SHORT PROBLEM :: Update the passage on the probability that bluers are doomed by writing it out again, starting with "For large enough" and going on through "know what n is.", and replacing "section 2.1" with "section 3.1".
::: TEXT
If k \ge m/2 when you enter the room, then all bluers will die regardless of what you do, their fate is already sealed, and you picking red does not cause anyone to die. You picking blue, however, would cause one more person to die. So, what’s the probability that the inequality above is satisfied?
To simplify the notation, I will say P(k\ge m/2) = P(\text{doom}).
For large enough n-values, we have that k/n \simeq P_r, by the same variance argument as in section 2.1.
But section 2.1 deals with the total number of participants, which is known and is very high. We don’t know what n is.
However, since m = 8 billion, n will tend to be a very large number. There’s a 50\% chance that n \ge 4 billion. There’s a 0.000125\% chance that n \le 10\ 000 participants. If we set n = 10 \ 000, and we assume the worst case to maximize outcome variance, which would be the highly unrealistic scenario that \forall i(p_{r,i} =0.5), the relative standard deviation of the outcome would be sitting at a modest 0.5\%. That means we’d expect a deviation in k of around 50 people. For greater n-values, the relative standard deviation would only get smaller.
So, we can safely assume that n is large enough to make outcome variance negligible, allowing us to start answering the question of what P(\text{doom}) is.
Since we’ve established k/n \simeq P_r, we can apply that to our doom condition k \ge m/2 by dividing both sides with n, getting this:
\frac k n \ge \frac{m}{2n} \implies P_r \ge \frac{m}{2n}
Since n/m = \rho, that is, the ratio of participants that have already decided once you enter the game, we can reformulate the above to a somewhat more intuitive form:
\begin{align} \text{bluers are already doomed} &\iff P_r \ge \frac{1}{2\rho} \\ & \iff \rho \ge \frac{1}{2P_r} \end{align}
Now, the distribution of possible values of \rho is a simple matter given the Principle of Indifference, because that allows us to treat \rho as a random uniform variable in the interval [0,1]. That means we have that P(\rho\ge x) = 1-x. Applying that to our inequality above:
\begin{align} P(\text{doom}) & = P(\rho \ge \frac{1}{2P_r}) \\[2ex] &=\left(1 - \frac{1}{2P_r} \right)^+\end{align}
So, even if P_r = 0.8, the likelihood that bluers are already doomed is just 0.375, or 37.5\%.
::::::
::: PROVIDED MATERIAL
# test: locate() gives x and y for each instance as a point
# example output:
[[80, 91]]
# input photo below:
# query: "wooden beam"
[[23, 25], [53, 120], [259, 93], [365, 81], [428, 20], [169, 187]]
::::::
::: PROVIDED MATERIAL
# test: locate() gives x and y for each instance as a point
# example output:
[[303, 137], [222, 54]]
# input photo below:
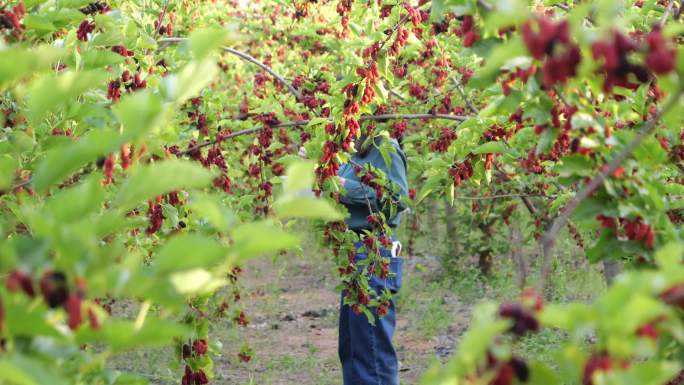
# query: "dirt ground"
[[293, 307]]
::::::
WRITTEN SOLUTION ::
For large enough n-values, we have that k/n \simeq P_r, by the same variance argument as in section 3.1.
But section 3.1 deals with the total number of participants, which is known and is very high. We don’t know what n is.